Which lines of the listing contain the word "green"? Copy each of them out.

[BEGIN RECORDS PROVIDED]

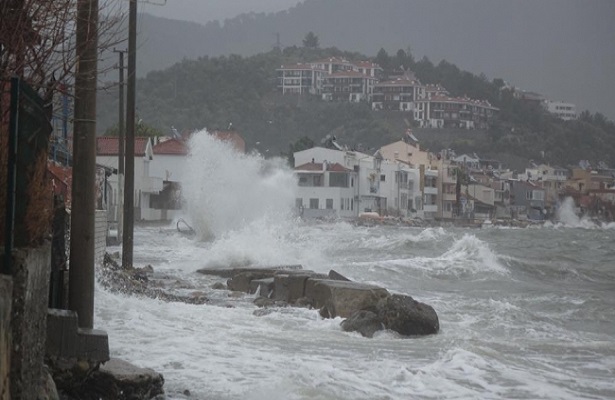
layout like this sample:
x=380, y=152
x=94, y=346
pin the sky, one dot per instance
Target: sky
x=524, y=48
x=207, y=10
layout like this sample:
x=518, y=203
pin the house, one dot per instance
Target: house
x=346, y=183
x=349, y=86
x=145, y=184
x=562, y=110
x=425, y=196
x=398, y=95
x=441, y=111
x=300, y=78
x=527, y=200
x=325, y=190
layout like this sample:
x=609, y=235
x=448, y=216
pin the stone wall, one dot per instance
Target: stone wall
x=100, y=236
x=31, y=269
x=6, y=290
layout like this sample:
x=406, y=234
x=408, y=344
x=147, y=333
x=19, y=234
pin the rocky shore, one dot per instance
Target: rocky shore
x=365, y=309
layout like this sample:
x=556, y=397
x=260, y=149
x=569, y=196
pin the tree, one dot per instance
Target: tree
x=310, y=41
x=383, y=59
x=141, y=129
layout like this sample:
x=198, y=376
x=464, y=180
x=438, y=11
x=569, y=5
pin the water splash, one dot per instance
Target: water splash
x=567, y=216
x=226, y=190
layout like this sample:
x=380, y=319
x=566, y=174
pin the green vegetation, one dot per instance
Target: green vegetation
x=214, y=92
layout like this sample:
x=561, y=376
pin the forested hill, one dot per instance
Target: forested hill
x=214, y=92
x=555, y=47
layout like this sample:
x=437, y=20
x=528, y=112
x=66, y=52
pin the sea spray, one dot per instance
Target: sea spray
x=567, y=216
x=225, y=190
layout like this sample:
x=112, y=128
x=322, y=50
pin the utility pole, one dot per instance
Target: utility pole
x=129, y=216
x=81, y=272
x=121, y=139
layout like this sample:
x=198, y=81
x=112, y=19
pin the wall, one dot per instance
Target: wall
x=6, y=290
x=31, y=269
x=100, y=236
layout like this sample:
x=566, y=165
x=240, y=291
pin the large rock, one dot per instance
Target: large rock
x=407, y=316
x=340, y=298
x=289, y=286
x=115, y=380
x=363, y=321
x=240, y=281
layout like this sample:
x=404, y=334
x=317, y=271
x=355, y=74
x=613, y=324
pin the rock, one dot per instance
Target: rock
x=48, y=390
x=241, y=281
x=118, y=379
x=363, y=321
x=231, y=271
x=336, y=276
x=264, y=287
x=407, y=316
x=304, y=302
x=264, y=302
x=341, y=298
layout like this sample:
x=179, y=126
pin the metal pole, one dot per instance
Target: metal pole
x=81, y=272
x=127, y=242
x=11, y=176
x=121, y=139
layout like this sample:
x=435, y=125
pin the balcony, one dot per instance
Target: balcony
x=430, y=207
x=430, y=190
x=151, y=185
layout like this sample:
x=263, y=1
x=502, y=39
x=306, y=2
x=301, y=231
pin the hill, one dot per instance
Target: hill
x=556, y=47
x=215, y=92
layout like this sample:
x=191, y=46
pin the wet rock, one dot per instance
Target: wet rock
x=336, y=276
x=264, y=302
x=116, y=379
x=407, y=316
x=341, y=298
x=363, y=321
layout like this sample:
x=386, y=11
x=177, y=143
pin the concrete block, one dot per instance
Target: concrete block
x=340, y=298
x=289, y=287
x=62, y=333
x=6, y=291
x=263, y=286
x=31, y=271
x=93, y=345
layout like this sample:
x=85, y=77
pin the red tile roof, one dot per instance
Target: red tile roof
x=109, y=146
x=61, y=180
x=335, y=167
x=171, y=147
x=232, y=137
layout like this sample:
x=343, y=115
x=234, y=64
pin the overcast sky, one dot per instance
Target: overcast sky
x=207, y=10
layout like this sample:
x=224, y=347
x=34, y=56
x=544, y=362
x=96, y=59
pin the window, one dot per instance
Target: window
x=338, y=180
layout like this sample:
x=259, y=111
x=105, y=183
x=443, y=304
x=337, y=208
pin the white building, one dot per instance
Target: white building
x=337, y=183
x=565, y=111
x=145, y=185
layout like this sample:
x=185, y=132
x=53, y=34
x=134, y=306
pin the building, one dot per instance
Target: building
x=425, y=196
x=350, y=86
x=300, y=79
x=454, y=112
x=337, y=183
x=565, y=111
x=325, y=190
x=107, y=154
x=398, y=95
x=527, y=200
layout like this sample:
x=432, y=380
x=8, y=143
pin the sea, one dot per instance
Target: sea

[END RECORDS PROVIDED]

◆ RESPONSE TO THIS TASK:
pin the green vegetation, one dot per instance
Target: green vegetation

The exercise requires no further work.